== Segment start ==

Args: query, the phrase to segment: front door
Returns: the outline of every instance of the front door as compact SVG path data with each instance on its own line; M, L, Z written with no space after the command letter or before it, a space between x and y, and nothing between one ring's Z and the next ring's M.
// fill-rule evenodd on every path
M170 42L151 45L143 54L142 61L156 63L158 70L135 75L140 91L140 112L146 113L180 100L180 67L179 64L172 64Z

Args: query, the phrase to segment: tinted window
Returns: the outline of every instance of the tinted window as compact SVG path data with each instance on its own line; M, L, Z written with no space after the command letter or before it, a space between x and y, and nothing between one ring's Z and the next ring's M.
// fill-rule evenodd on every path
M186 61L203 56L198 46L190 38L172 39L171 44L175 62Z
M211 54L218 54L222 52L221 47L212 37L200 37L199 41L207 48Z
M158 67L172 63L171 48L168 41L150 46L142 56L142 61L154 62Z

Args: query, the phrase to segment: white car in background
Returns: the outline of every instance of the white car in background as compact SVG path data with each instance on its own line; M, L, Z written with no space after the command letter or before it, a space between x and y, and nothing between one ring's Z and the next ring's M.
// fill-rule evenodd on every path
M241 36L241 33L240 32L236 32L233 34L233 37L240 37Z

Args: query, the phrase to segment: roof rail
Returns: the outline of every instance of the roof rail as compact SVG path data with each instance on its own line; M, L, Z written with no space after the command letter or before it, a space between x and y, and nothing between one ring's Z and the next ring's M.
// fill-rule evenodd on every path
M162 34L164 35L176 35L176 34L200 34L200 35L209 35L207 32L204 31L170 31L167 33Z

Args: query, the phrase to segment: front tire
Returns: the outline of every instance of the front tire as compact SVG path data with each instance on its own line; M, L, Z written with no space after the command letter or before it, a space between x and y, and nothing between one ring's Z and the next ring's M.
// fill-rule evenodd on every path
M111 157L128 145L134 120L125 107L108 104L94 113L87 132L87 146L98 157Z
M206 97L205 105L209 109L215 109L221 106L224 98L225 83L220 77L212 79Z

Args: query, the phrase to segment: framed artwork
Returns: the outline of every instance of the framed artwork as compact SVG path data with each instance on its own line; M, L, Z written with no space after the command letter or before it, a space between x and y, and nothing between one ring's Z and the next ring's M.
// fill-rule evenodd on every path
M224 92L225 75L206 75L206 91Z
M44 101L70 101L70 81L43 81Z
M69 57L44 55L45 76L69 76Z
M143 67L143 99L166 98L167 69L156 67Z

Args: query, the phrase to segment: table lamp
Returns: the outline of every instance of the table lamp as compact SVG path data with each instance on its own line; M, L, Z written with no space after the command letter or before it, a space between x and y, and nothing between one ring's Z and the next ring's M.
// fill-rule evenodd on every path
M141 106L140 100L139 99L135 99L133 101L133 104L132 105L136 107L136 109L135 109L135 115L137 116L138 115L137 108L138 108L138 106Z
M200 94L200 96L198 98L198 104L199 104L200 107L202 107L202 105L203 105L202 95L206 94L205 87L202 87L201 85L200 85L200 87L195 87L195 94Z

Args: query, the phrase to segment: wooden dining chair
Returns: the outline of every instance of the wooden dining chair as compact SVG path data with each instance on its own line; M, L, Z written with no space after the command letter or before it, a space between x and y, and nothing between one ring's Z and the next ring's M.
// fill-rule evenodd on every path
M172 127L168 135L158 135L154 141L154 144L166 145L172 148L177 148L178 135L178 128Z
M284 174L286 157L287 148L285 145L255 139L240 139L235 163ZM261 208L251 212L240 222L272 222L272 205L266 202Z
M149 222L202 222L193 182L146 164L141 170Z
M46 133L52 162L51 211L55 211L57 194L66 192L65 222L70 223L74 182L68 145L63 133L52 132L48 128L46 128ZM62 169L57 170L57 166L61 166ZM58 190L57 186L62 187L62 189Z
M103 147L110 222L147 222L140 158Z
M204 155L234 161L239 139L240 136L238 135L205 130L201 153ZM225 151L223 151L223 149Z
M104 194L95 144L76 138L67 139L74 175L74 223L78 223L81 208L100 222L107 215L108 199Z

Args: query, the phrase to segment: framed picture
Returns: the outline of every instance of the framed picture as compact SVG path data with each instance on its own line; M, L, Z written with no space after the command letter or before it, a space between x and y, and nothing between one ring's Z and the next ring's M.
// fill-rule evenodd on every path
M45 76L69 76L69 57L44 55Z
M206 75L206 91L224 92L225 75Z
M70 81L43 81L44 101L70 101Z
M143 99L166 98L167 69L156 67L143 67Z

== Segment end ==

• [PROBLEM DESCRIPTION]:
Return nothing but the lines from the first line of the listing through the line with "Args: query, the phrase to segment: front tire", please, keeping every one of them unchanged.

• [YOUR SOLUTION]:
Args: query, the phrase to segment: front door
Returns: the outline of every instance of the front door as compact SVG path data with each instance on its own line; M, L, Z written with no space after the command letter or before it, a space between x and y, and nothing between one ring's Z and the next ring's M.
// fill-rule evenodd on every path
M170 42L151 45L143 54L142 61L156 63L158 70L135 75L140 91L140 112L146 113L180 100L180 67L179 64L172 64Z

Args: query, the phrase to segment: tinted window
Returns: the outline of every instance of the tinted window as compact SVG path data with each instance on its own line; M, L, Z written with no space after the command letter or before it, a space between x and y, and nothing between one ring's Z and the next ring's M.
// fill-rule evenodd on every path
M186 61L203 56L198 46L190 38L172 39L171 44L175 62Z
M211 54L218 54L222 52L221 47L212 37L200 37L199 41L207 48Z
M158 67L172 63L171 48L168 41L150 46L142 56L142 61L154 62Z

Args: query, the phrase to segment: white car in background
Returns: the outline of every instance of the white car in background as compact SVG path data with each instance on its own line; M, L, Z written with no space after the command letter or before it, a space between x and y, and nothing between one ring's Z and the next ring's M.
// fill-rule evenodd on every path
M241 36L241 33L240 32L236 32L233 34L233 37L240 37Z

Args: query, the phrase to segment: roof rail
Returns: the outline of every instance of the roof rail as compact SVG path data with each instance on its own line; M, L, Z written with no space after the command letter or before it, a space between x and y, and nothing between one ring's Z and the next ring's M.
// fill-rule evenodd on every path
M162 34L164 35L176 35L176 34L200 34L200 35L209 35L207 32L204 31L170 31L167 33Z

Args: query, the phrase to segment: front tire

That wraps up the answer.